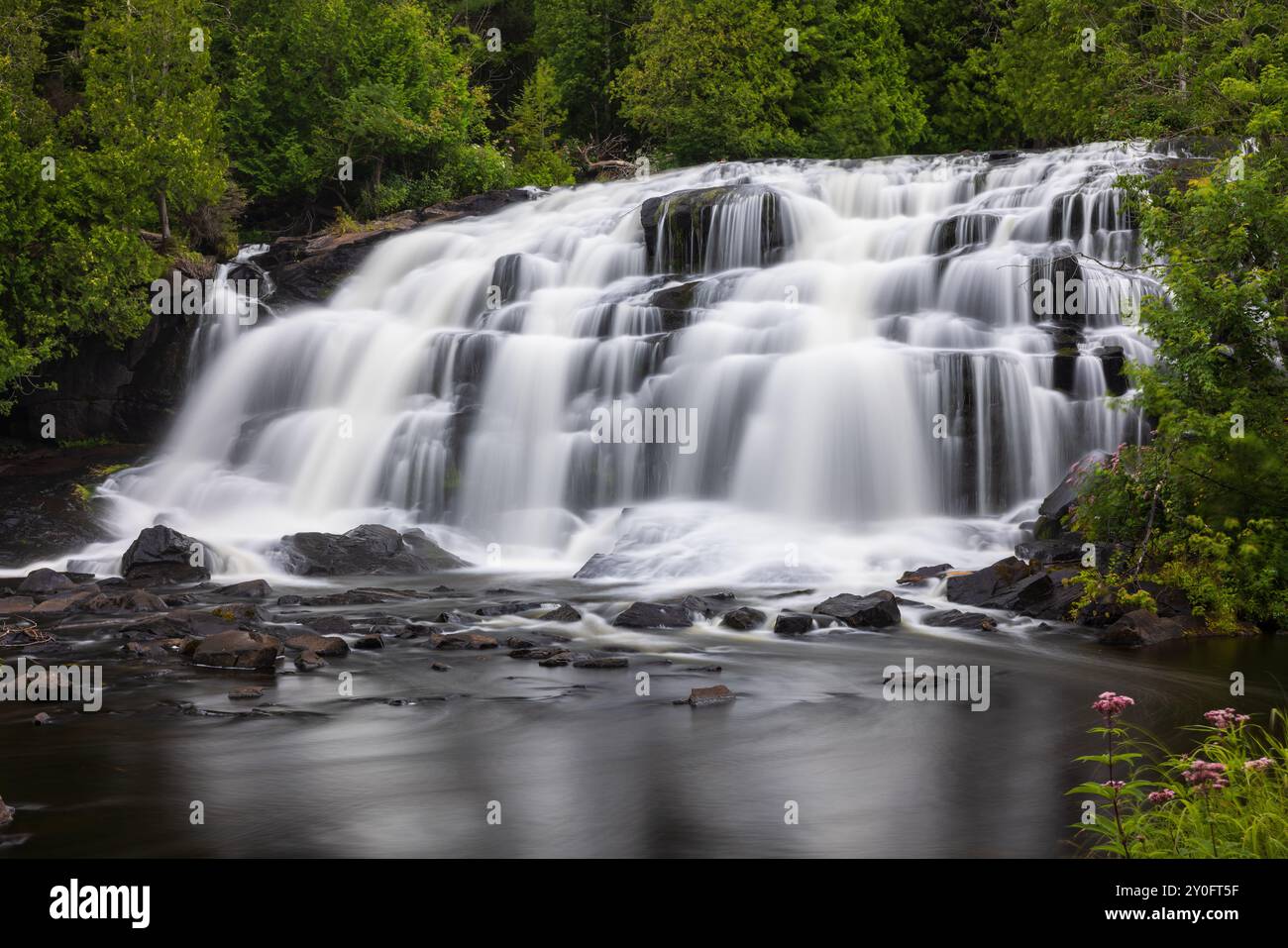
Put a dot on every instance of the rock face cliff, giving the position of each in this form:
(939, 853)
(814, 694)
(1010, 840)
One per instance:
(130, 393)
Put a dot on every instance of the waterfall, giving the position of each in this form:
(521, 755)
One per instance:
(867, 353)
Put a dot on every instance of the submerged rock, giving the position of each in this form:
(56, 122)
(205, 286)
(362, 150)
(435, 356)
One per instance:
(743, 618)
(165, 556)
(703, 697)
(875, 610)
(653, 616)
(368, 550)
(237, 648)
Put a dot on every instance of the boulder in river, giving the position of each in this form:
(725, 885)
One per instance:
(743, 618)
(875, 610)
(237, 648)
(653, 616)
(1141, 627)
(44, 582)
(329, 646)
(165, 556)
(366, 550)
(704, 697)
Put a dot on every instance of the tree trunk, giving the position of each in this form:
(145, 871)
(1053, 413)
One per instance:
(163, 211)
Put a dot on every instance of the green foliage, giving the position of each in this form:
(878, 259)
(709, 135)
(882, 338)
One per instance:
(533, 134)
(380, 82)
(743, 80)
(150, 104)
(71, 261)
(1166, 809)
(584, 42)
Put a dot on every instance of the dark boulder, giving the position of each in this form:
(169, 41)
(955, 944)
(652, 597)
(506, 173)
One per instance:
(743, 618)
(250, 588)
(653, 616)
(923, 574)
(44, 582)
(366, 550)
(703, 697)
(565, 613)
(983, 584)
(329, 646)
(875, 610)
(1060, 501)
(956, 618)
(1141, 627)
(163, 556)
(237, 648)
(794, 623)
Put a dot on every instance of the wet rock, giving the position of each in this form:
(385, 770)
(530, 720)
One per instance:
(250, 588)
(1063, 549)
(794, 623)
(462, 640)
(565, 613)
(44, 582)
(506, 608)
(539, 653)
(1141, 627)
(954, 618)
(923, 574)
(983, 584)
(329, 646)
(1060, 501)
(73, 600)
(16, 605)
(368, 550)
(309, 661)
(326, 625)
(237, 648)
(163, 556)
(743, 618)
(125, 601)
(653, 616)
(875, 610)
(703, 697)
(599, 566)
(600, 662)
● ● ●
Exercise → Reproduce the whole listing exactly, but not the images in it.

Your response →
Put a dot on every instance of the rock face cliff, giving the position of each in this form:
(939, 853)
(814, 694)
(1010, 840)
One per instance:
(130, 393)
Put a dot on every instance of the waterfall, giving the position of each in this form:
(521, 755)
One per instance:
(867, 353)
Put a dot on every instance of the submerged rock, giving the position of each in this form:
(56, 122)
(205, 286)
(362, 150)
(435, 356)
One per instance:
(743, 618)
(165, 556)
(703, 697)
(875, 610)
(653, 616)
(368, 550)
(237, 648)
Put a dot on every instance of the boulder in river, giving the position of each in this form:
(725, 885)
One per instance:
(743, 618)
(875, 610)
(237, 648)
(653, 616)
(1141, 627)
(44, 582)
(329, 646)
(165, 556)
(366, 550)
(704, 697)
Put a dot on every instance of the tree trunk, giving the position of each in this form:
(145, 871)
(1053, 413)
One per instance:
(163, 211)
Put a dot on every instance of the green foliage, giving the position of each in this form:
(878, 259)
(709, 135)
(882, 338)
One per instance:
(533, 134)
(380, 82)
(743, 80)
(150, 104)
(71, 261)
(1166, 809)
(584, 42)
Put a dot on every instance of the dark boulder, giving the position of each in this form:
(169, 41)
(955, 944)
(652, 597)
(506, 173)
One per instance:
(743, 618)
(250, 588)
(653, 616)
(923, 574)
(44, 582)
(366, 550)
(703, 697)
(565, 613)
(983, 584)
(329, 646)
(875, 610)
(1060, 501)
(956, 618)
(1141, 627)
(163, 556)
(237, 648)
(794, 623)
Put a dot on every instance of the wet rock, giving the position of each in this form:
(385, 770)
(530, 720)
One per instance:
(250, 588)
(1063, 549)
(794, 623)
(462, 640)
(565, 613)
(44, 582)
(506, 608)
(539, 653)
(1141, 627)
(954, 618)
(923, 574)
(983, 584)
(329, 646)
(1060, 501)
(73, 600)
(16, 605)
(368, 550)
(309, 661)
(326, 625)
(237, 648)
(163, 556)
(743, 618)
(125, 601)
(653, 616)
(875, 610)
(703, 697)
(599, 566)
(600, 662)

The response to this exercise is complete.